▶ Objectif de la tâche
Dans le texte ci-dessous consacré à Frikkie, recopiez fidèlement le passage de « Dès son plus » à « soumises à l'apartheid. ».

▶ Texte fourni
________

Dès son plus jeune âge, Frikkie passe ses vacances chez son oncle au cœur du veldt. Il adore l'endroit, les grands espaces, la rivière, les animaux, les cultures; tout l'enchante et lui renvoie l'image de la perfection. Son oncle Oom Koos lui a promis de lui léguer sa ferme et il lui apprend tout ce qu'un jeune Boer doit savoir pour gérer une exploitation agricole. Les parents du jeune homme veulent que leur fils finisse l'école et fasse son service militaire avant de consacrer tout son temps au domaine, mais ils partagent son engouement et ne doute pas un instant que son futur est tout tracé: poursuivre l'œuvre de ses devanciers en perpétuant les traditions et l'asservissement des populations noires soumises à l'apartheid.

________

▶ Données extraites

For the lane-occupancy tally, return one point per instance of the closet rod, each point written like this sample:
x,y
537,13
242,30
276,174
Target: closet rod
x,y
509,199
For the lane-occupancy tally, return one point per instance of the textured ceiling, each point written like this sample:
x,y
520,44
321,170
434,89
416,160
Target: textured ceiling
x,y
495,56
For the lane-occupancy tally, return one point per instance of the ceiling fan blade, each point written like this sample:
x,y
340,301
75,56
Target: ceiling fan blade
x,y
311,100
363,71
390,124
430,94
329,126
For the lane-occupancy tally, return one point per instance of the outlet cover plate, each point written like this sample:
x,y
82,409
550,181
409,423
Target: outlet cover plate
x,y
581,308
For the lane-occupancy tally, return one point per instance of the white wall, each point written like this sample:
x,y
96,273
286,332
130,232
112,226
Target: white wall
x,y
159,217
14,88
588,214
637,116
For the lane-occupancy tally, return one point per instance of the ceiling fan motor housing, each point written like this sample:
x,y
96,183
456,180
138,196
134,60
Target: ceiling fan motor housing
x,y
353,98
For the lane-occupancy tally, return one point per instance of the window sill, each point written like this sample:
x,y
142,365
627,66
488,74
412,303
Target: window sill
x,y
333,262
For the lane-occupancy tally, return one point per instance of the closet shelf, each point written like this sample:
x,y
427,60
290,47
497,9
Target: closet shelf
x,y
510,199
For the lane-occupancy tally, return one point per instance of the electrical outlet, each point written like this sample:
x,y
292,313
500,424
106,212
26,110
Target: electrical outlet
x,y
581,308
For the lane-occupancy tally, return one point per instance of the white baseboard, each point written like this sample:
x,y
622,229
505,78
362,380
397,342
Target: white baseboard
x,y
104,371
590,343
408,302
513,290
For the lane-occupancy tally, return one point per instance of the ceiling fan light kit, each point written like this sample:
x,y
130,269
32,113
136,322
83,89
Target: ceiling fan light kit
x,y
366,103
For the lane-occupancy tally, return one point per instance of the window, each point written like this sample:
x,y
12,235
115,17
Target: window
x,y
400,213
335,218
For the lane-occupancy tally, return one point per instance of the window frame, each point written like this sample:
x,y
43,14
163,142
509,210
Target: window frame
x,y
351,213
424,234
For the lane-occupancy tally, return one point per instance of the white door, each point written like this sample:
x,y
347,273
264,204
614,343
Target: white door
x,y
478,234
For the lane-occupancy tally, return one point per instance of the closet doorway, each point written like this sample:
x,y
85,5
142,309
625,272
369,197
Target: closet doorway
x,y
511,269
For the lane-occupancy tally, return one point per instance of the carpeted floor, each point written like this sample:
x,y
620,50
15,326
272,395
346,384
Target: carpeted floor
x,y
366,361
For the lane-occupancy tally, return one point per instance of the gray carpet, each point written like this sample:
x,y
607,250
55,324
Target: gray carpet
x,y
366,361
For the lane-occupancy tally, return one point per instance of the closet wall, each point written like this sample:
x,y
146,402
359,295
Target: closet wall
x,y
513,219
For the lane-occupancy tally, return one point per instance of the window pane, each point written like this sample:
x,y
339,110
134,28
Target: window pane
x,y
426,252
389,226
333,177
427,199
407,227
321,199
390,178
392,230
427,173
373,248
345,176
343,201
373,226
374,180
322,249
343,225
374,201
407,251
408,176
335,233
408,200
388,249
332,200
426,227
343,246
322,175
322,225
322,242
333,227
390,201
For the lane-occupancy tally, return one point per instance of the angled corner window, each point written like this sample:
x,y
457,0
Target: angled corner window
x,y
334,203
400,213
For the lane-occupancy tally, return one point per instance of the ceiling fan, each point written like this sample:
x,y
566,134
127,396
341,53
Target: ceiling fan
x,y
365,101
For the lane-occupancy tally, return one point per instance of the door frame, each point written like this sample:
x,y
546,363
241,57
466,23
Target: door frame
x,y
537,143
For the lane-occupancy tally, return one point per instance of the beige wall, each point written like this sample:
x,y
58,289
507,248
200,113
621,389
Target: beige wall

________

▶ Réponse
Dès son plus jeune âge, Frikkie passe ses vacances chez son oncle au cœur du veldt. Il adore l'endroit, les grands espaces, la rivière, les animaux, les cultures; tout l'enchante et lui renvoie l'image de la perfection. Son oncle Oom Koos lui a promis de lui léguer sa ferme et il lui apprend tout ce qu'un jeune Boer doit savoir pour gérer une exploitation agricole. Les parents du jeune homme veulent que leur fils finisse l'école et fasse son service militaire avant de consacrer tout son temps au domaine, mais ils partagent son engouement et ne doute pas un instant que son futur est tout tracé: poursuivre l'œuvre de ses devanciers en perpétuant les traditions et l'asservissement des populations noires soumises à l'apartheid.